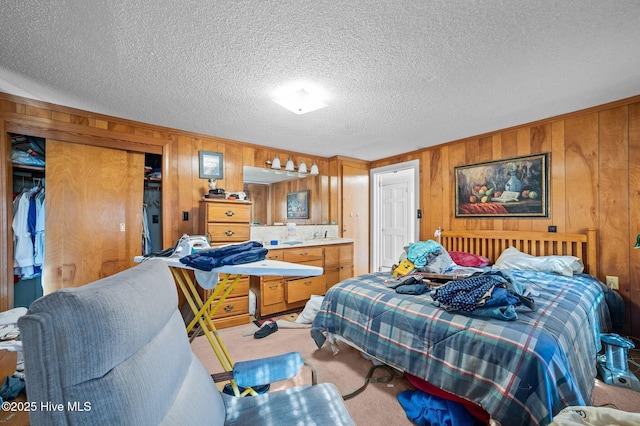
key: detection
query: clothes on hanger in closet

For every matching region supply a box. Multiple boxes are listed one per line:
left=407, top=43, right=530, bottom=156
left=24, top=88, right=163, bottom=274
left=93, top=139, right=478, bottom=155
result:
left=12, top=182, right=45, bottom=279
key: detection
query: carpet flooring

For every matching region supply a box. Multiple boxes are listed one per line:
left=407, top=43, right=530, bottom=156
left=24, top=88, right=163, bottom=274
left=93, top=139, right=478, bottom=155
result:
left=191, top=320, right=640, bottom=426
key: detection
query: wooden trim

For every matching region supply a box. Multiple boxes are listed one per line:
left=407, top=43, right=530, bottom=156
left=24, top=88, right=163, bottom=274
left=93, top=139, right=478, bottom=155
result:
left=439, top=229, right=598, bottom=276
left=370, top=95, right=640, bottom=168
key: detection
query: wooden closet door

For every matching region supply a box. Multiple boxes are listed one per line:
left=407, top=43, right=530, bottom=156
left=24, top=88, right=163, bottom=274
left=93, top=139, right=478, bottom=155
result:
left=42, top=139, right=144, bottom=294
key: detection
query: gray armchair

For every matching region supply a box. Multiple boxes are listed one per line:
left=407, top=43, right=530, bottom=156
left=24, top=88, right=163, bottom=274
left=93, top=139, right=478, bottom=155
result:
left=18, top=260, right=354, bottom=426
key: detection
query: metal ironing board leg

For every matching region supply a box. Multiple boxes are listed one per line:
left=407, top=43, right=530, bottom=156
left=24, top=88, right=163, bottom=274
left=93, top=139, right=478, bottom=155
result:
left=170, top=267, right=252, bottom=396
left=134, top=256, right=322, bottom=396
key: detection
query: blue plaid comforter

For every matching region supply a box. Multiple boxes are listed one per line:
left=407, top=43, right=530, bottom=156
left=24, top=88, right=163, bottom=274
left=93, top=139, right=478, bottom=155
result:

+++

Go through the data above and transcribe it in full, omitting any image.

ANSWER BELOW:
key: detection
query: clothes on hanger in closet

For every matching region supply a box. Multiple boxes are listed one per line:
left=407, top=43, right=530, bottom=156
left=24, top=88, right=163, bottom=274
left=93, top=139, right=478, bottom=155
result:
left=12, top=182, right=45, bottom=279
key: detection
query: carpet flooring

For every matching region supply a box. Multiple boxes are listed one per line:
left=407, top=43, right=530, bottom=156
left=24, top=88, right=163, bottom=274
left=93, top=139, right=478, bottom=155
result:
left=191, top=320, right=640, bottom=426
key: detection
query: wooden trim

For every matching region supply a box. Multiple boxes are listed one per line:
left=407, top=43, right=530, bottom=156
left=24, top=88, right=163, bottom=274
left=93, top=139, right=478, bottom=155
result:
left=439, top=229, right=598, bottom=276
left=370, top=95, right=640, bottom=168
key: detection
query: wooden closet door

For every matching region supply a box. Multiple boxes are listed one per line:
left=407, top=43, right=530, bottom=156
left=24, top=88, right=163, bottom=274
left=93, top=139, right=478, bottom=155
result:
left=42, top=139, right=144, bottom=294
key: detection
query: gray armchair

For every matching region supply a box. Multiple boxes are listed one per line:
left=407, top=43, right=530, bottom=156
left=24, top=88, right=163, bottom=274
left=93, top=139, right=478, bottom=155
result:
left=18, top=260, right=354, bottom=426
key: detection
query: metal ironing board leg

For every matching region supply a box. Multiple boxes are listed one per line:
left=407, top=43, right=530, bottom=156
left=24, top=88, right=163, bottom=274
left=93, top=139, right=478, bottom=155
result:
left=170, top=267, right=252, bottom=396
left=134, top=256, right=322, bottom=396
key: detection
query: blue plaid comforter

For every matching region supply a box. Multiple boxes are listed one per line:
left=407, top=43, right=530, bottom=156
left=24, top=88, right=163, bottom=274
left=93, top=139, right=478, bottom=155
result:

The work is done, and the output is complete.